------ TEXTO PROPORCIONADO
El Estímulo: Entrevista por Dalila Itriago :

“Hace falta mucho sentido del humor para sobrevivir los regímenes totalitarios”

La ganadora del XIX Concurso Anual Transgenérico de la Fundación para la Cultura Urbana, Krina Ber, cree que su obra Ficciones Asesinas la ayudó a otorgarle orden y sentido al absurdo del presente

Las alimañas se volvieron visibles. Primero fue un ratoncito bebé, que saltó desde la poceta de una de las vecinas. Después apareció una rata enorme que, por suerte, no logró saltar. Sin embargo, tiesa como estaba, con sus dientes afilados y con la barriga a punto de estallarle, se instaló en las retinas de Bet. Al punto de hacerle escribir este incidente del sótano en su diario personal.

Bet es Elizabet Rosenberg, una escritora que enviudó hace ya algún tiempo y vive en el apartamento A25 del Conjunto Mayoral. Una residencia donde las bombas de agua no funcionan y la justicia pareciera llegar más rápido a través de los grupos de Whatsapp que por los organismos encargados de ejercerla.

No hablamos de Venezuela, aunque de pronto el lector de la novela Ficciones Asesinas relacione de modo automático las anécdotas narradas en esa obra con la actualidad de este país. Pero no, se trata de la más reciente creación de Krina Ber, Kristina Ber de Da Costa Gomes, arquitecto y escritora con tres nacionalidades (venezolana, israelí y portuguesa), quien nació en Polonia en el año 1948 y desde 1975 reside en Caracas.

Es la primera vez que la veo, aunque había leído su nombre cuando mencionan a los autores venezolanos que escriben cuentos. Me sorprende la libertad con la que habla y que de entrada me pidiera con toda franqueza que no le preguntara sobre cómo aprendió a escribir en español. Ber dice que está harta de responder lo mismo y que la mera formulación de la inquietud la deja aplastada.
------------
------ ÍTEMS
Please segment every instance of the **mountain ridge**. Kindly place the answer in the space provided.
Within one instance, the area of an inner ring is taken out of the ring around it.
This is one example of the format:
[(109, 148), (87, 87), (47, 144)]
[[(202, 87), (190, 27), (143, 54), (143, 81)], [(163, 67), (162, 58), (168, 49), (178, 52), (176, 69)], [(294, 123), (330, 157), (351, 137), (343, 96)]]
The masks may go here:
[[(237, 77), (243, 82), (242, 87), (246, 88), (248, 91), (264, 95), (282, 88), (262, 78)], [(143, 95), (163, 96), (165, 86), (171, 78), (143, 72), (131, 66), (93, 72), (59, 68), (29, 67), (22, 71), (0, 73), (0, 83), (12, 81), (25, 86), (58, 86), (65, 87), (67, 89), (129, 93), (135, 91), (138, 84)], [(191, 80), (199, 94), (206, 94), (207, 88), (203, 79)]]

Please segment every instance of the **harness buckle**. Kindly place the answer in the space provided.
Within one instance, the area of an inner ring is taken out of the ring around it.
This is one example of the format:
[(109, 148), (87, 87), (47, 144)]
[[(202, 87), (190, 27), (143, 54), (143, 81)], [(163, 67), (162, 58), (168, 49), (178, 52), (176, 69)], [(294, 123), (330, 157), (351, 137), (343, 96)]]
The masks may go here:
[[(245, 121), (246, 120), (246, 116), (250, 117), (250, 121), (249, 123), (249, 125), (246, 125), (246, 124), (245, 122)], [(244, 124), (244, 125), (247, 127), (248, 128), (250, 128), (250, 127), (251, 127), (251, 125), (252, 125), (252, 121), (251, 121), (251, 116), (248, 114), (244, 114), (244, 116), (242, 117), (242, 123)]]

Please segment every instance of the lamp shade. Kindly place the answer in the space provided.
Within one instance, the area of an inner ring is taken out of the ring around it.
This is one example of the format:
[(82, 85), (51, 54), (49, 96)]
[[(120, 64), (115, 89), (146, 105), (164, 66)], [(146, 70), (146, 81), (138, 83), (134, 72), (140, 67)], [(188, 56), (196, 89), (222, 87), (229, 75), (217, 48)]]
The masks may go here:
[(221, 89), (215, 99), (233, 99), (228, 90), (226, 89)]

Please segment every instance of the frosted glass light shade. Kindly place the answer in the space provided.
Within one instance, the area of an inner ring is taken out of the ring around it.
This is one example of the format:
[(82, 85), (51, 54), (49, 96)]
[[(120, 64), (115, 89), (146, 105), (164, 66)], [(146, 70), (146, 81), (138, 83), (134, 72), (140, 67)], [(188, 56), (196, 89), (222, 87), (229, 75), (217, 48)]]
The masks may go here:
------------
DESCRIPCIÓN DEL EJERCICIO: Copia fielmente el tramo del texto sobre Krina Ber que va desde "Bet es Elizabet" hasta "encargados de ejercerla.". Los ítems no hacen falta para resolver esta actividad.

SOLUCIÓN COMPLETA:
Bet es Elizabet Rosenberg, una escritora que enviudó hace ya algún tiempo y vive en el apartamento A25 del Conjunto Mayoral. Una residencia donde las bombas de agua no funcionan y la justicia pareciera llegar más rápido a través de los grupos de Whatsapp que por los organismos encargados de ejercerla.